BEGIN Reading passage

I looked again and yes it can loop infinitly, think of hole you can never free ie radeon_sa_bo_try_free can't free anything. This situation can happen if you have several thread allocating sa bo at the same time while none of them are yet done with there sa_bo (ie none have call sa_bo_free yet). I updated a v3 that track oldest and fix all things you were pointing out above.
http://people.freedesktop.org/~glisse/reset5/0001-drm-radeon-multiple-ring-a...
Cheers, Jerome
On Mon, May 7, 2012 at 1:59 PM, Jerome Glisse j.glisse@gmail.com wrote:
On 07.05.2012 17:23, Jerome Glisse wrote:
On Mon, May 7, 2012 at 7:42 AM, Christian Königdeathsimple@vodafone.de wrote:
A startover with a new idea for a multiple ring allocator. Should perform as well as a normal ring allocator as long as only one ring does somthing, but falls back to a more complex algorithm if more complex things start to happen.
We store the last allocated bo in last, we always try to allocate after the last allocated bo. Principle is that in a linear GPU ring progression was is after last is the oldest bo we allocated and thus the first one that should no longer be in use by the GPU.
If it's not the case we skip over the bo after last to the closest done bo if such one exist. If none exist and we are not asked to block we report failure to allocate.
If we are asked to block we wait on all the oldest fence of all rings. We just wait for any of those fence to complete.
v2: We need to be able to let hole point to the list_head, otherwise try free will never free the first allocation of the list. Also stop calling radeon_fence_signalled more than necessary.
Signed-off-by: Christian Königdeathsimple@vodafone.de Signed-off-by: Jerome Glissejglisse@redhat.com
This one is NAK please use my patch. Yes in my patch we never try to free anything if there is only on sa_bo in the list if you really care about this it's a one line change:
http://people.freedesktop.org/~glisse/reset5/0001-drm-radeon-multiple-ring-a...
Nope that won't work correctly, "last" is pointing to the last allocation and that's the most unlikely to be freed at this time. Also in this version (like in the one before) radeon_sa_bo_next_hole lets hole point to the "prev" of the found sa_bo without checking if this isn't the lists head. That might cause a crash if an to be freed allocation is the first one in the buffer.

END Reading passage

### Objectives
(A) Reproduce the passage of the radeon allocator thread from "I looked again" up to and including "pointing out above.".
(B) Carry on the radeon multiple-ring allocator thread, starting right after its final sentence.

BEGIN Recorded data

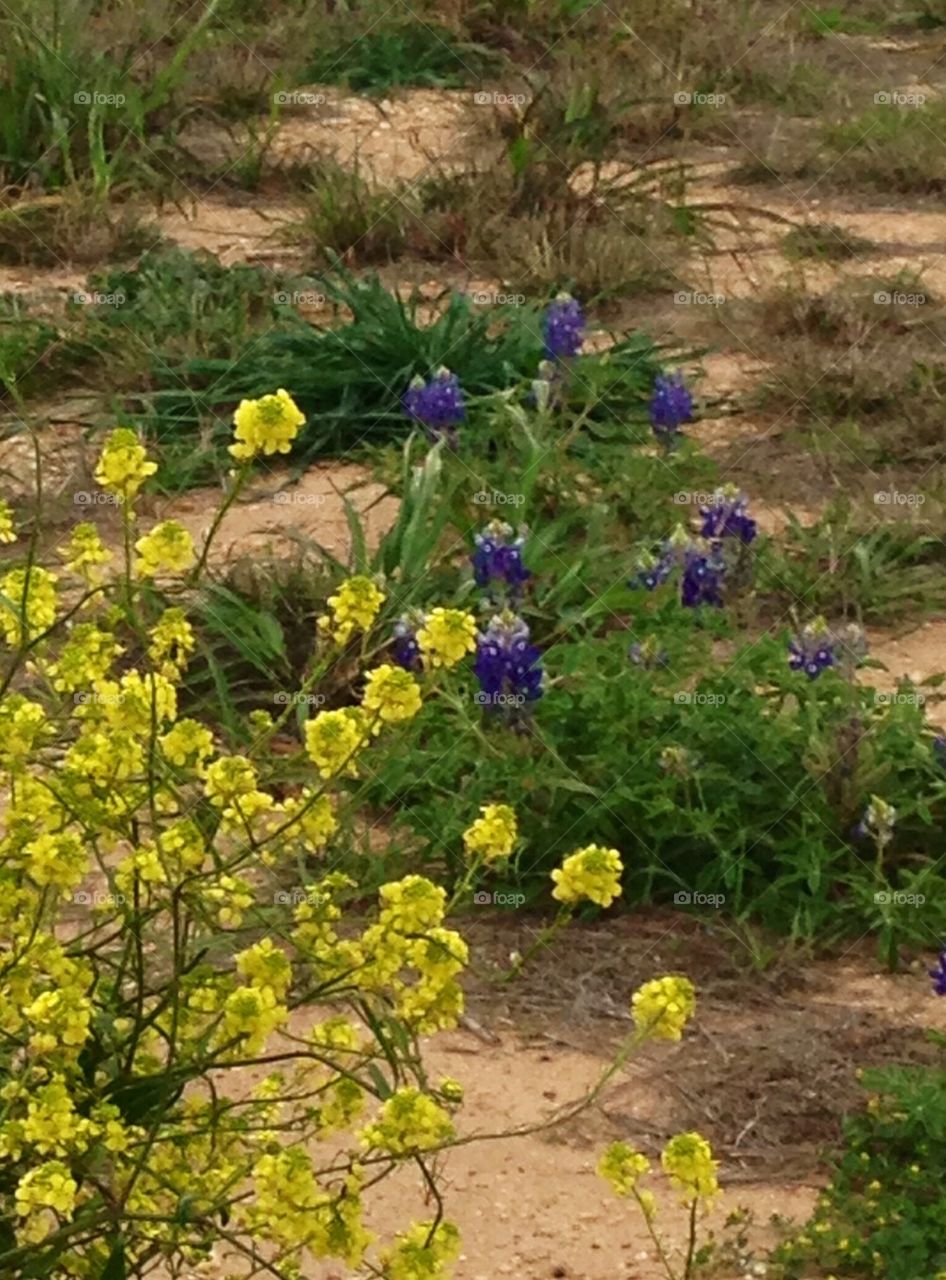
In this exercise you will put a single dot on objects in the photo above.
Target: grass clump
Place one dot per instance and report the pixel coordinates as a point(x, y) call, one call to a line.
point(78, 103)
point(401, 54)
point(350, 380)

END Recorded data

### Task responses
(A)
I looked again and yes it can loop infinitly, think of hole you can never free ie radeon_sa_bo_try_free can't free anything. This situation can happen if you have several thread allocating sa bo at the same time while none of them are yet done with there sa_bo (ie none have call sa_bo_free yet). I updated a v3 that track oldest and fix all things you were pointing out above.

(B)
What radeon_sa_bo_try_free would need to do to get your approach working is to loop over the end of the buffer and also try to free at the beginning, but saying that keeping the last allocation results in a whole bunch of extra cases and "if"s, while just keeping a pointer to the "hole" (e.g. where the next allocation is most likely to succeed) simplifies the code quite a bit (but I agree that on the down side it makes it harder to understand).
Your patch here can enter in infinite loop and never return holding the lock. See below.
[SNIP]
- } while (radeon_sa_bo_next_hole(sa_manager, fences));
Here you can infinite loop, in the case there is a bunch of hole in the allocator but none of them allow to full fill the allocation. radeon_sa_bo_next_hole will keep returning true looping over and over on all the all. That's why i only restrict my patch to 2 hole skeeping and then fails the allocation or try to wait. I believe sadly we need an heuristic and 2 hole skeeping at most sounded like a good one.
Nope, that can't be an infinite loop, cause radeon_sa_bo_next_hole in conjunction with radeon_sa_bo_try_free are eating up the opportunities for holes.
Look again, it probably will never loop more than RADEON_NUM_RINGS + 1, with the exception for allocating in a complete scattered buffer, and even then it will never loop more often than halve the number of current allocations (and that is really really unlikely).
Cheers, Christian.
I looked again and yes it can loop infinitly, think of hole you can never free ie radeon_sa_bo_try_free can't free anything. This situation can happen if you have several thread allocating sa bo at the same time while none of them are yet done with there sa_bo (ie none have call sa_bo_free yet). I updated a v3 that track oldest and fix all things you were pointing out above.
http://people.freedesktop.org/~glisse/reset5/0001-drm-radeon-multiple-ring-a...
Cheers, Jerome
Of course by tracking oldest it defeat the algo so updated patch : http://people.freedesktop.org/~glisse/reset5/0001-drm-radeon-multiple-ring-a...
Just fix the corner case of list of single entry.
Cheers, Jerome
On 07.05.2012 20:52, Jerome Glisse wrote:
On Mon, May 7, 2012 at 1:59 PM, Jerome Glissej.glisse@gmail.com wrote:
On 07.05.2012 17:23, Jerome Glisse wrote:
On Mon, May 7, 2012 at 7:42 AM, Christian Königdeathsimple@vodafone.de wrote:
A startover with a new idea for a multiple ring allocator. Should perform as well as a normal ring allocator as long as only one ring does somthing, but falls back to a more complex algorithm if more complex things start to happen.
We store the last allocated bo in last, we always try to allocate after the last allocated bo. Principle is that in a linear GPU ring progression was is after last is the oldest bo we allocated and thus the first one that should no longer be in use by the GPU.
If it's not the case we skip over the bo after last to the closest done bo if such one exist. If none exist and we are not asked to block we report failure to allocate.
If we are asked to block we wait on all the oldest fence of all rings. We just wait for any of those fence to complete.
v2: We need to be able to let hole point to the list_head, otherwise try free will never free the first allocation of the list. Also stop calling radeon_fence_signalled more than necessary.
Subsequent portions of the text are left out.